Translating the notion of a knowledge- and creativity-based economy into practice, enhancing the green economy, tackling rising commodity prices and accelerating budget disbursement and major public infrastructure investment are highlighted as Thailand’s major challenges this year, according to “IMD World Competitiveness 2011”.

Also on the country’s plate are tackling labour shortages in the production sector, creating harmony and solidarity among Thai people, and resolving political and border conflicts.

According to the report, which rates 59 economies, Thailand’s ranking has slipped one place to 27th.

In the Asia-Pacific region, Thailand’s ranking also fell from ninth to 10th place. Thailand was ranked ninth in 2008 and 2010, an improvement from 11th in 2007.

Asian economies that have seen their world rankings improve are Taiwan, which moved from eighth to sixth; South Korea, from 23rd to 22nd; and Japan, from 27th to 26th. Notably, Hong Kong’s competitiveness ranking moved from second place to first, tied with the United States, which last year was in third place.

Other economies that joined Thailand in falling were Malaysia, from 10th to 16th; mainland China, from 18th to 19th; India, from 31st to 32nd; Indonesia, from 35th to 37th; and the Philippines, from 39th to 41st.

IMD (the International Institute for Management Development) is a business school based in Lausanne, Switzerland, that operates a number of research centres, including the World Competitiveness Centre.

According to data provided by IMD’s partner the Thailand Management Association (TMA), Thailand witnessed improvements in terms of economic growth, budget deficit, unemployment, risk of political instability, labour-market flexibility, overseas investment, and exports.

## DATA IN THIS EXERCISE
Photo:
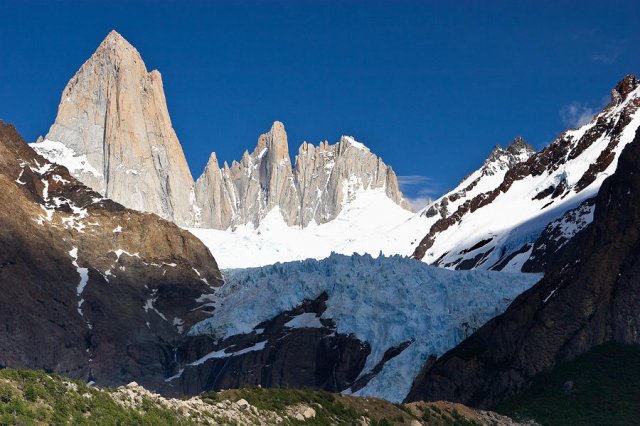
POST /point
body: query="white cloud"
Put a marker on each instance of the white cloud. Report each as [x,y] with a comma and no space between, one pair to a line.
[418,190]
[576,114]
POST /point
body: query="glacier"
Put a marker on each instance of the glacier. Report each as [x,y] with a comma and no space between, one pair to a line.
[384,301]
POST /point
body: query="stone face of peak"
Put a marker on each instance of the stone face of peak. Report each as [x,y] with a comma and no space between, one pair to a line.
[113,113]
[502,159]
[520,146]
[325,178]
[114,133]
[534,198]
[91,289]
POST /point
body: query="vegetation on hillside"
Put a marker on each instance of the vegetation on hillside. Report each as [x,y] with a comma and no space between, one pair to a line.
[601,387]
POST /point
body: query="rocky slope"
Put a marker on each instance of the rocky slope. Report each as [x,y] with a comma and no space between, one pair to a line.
[34,397]
[494,218]
[337,324]
[114,128]
[89,288]
[589,296]
[113,132]
[323,181]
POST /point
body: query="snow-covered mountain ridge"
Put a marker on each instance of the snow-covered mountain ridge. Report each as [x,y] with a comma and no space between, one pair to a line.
[113,132]
[385,302]
[497,223]
[499,217]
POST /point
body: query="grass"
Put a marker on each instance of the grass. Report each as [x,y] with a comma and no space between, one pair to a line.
[605,391]
[36,398]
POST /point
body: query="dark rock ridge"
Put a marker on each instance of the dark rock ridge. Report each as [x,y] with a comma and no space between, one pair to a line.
[591,295]
[89,288]
[98,292]
[114,133]
[557,178]
[272,355]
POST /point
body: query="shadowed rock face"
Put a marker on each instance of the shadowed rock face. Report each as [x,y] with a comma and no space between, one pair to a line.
[113,116]
[324,179]
[89,288]
[591,295]
[273,355]
[115,112]
[98,292]
[556,179]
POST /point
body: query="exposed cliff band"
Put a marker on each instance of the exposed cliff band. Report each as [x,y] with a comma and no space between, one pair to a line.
[114,133]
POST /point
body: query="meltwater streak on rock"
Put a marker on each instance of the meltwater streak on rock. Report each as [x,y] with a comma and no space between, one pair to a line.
[589,296]
[88,288]
[114,112]
[494,218]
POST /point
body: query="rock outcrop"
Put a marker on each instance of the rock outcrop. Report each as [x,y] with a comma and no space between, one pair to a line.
[113,132]
[89,288]
[114,113]
[495,216]
[591,295]
[325,178]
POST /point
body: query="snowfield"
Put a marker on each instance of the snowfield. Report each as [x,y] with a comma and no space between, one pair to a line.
[384,301]
[372,223]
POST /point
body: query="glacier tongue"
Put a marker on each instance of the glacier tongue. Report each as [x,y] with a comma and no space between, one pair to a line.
[385,301]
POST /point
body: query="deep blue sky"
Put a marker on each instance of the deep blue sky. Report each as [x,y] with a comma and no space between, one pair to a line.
[429,86]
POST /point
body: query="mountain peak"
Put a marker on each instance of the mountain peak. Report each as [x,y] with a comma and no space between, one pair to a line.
[114,39]
[275,142]
[624,87]
[114,112]
[520,146]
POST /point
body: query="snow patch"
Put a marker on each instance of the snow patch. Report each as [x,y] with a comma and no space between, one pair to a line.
[384,301]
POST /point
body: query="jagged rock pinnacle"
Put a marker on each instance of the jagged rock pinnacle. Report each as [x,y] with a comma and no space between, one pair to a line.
[114,112]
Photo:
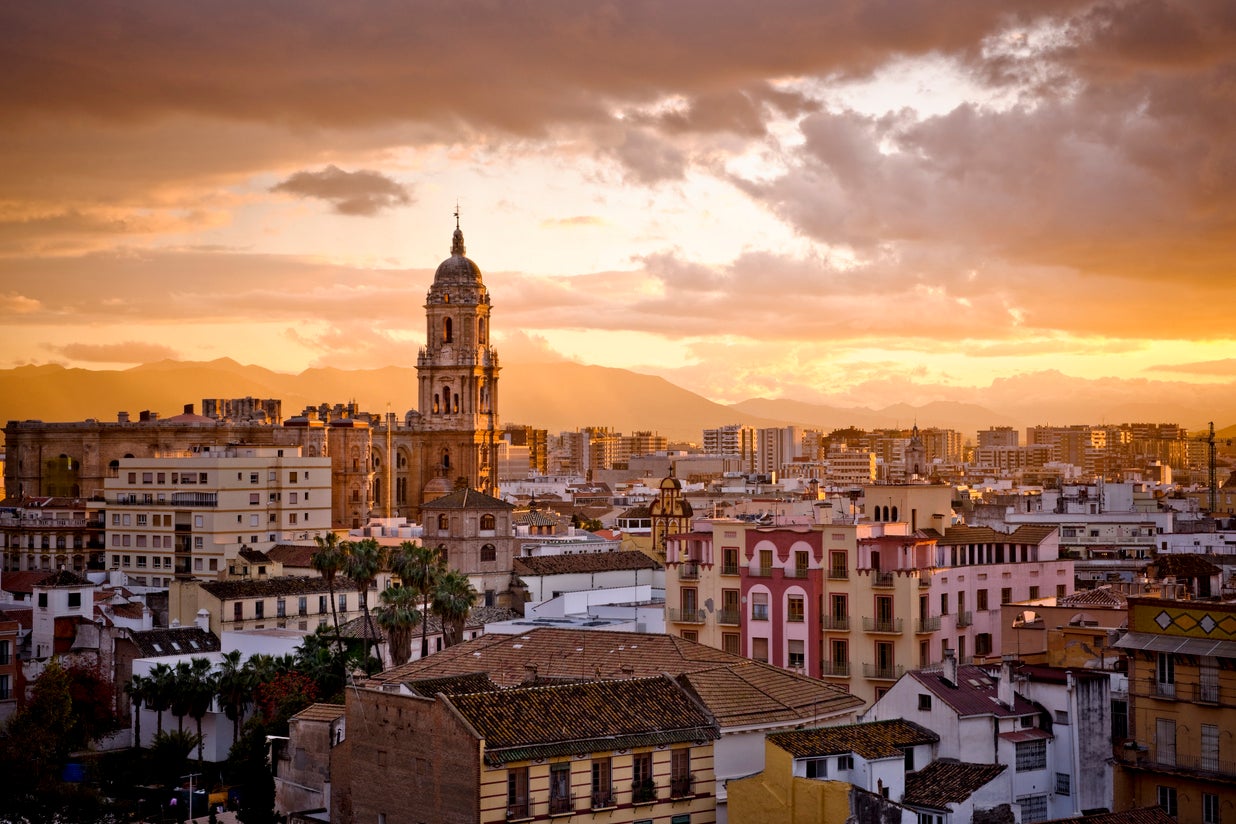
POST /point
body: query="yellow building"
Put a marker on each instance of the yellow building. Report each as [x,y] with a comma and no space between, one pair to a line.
[1182,687]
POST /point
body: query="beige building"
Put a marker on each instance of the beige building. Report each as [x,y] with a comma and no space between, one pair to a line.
[193,513]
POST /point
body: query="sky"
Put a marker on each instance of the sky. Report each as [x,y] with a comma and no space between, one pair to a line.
[847,200]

## SHORT PROBLEM 1
According to the article on Thailand's competitiveness, how many economies does the IMD report rate?
## SHORT PROBLEM 2
Gather every line of the records that contains the word "snowfield".

## WRITTEN SOLUTION 1
59

## WRITTEN SOLUTION 2
body: query="snowfield"
Put a marker on each instance of the snowfield. Report each as [x,y] with a comma and no space between, one pair to a line.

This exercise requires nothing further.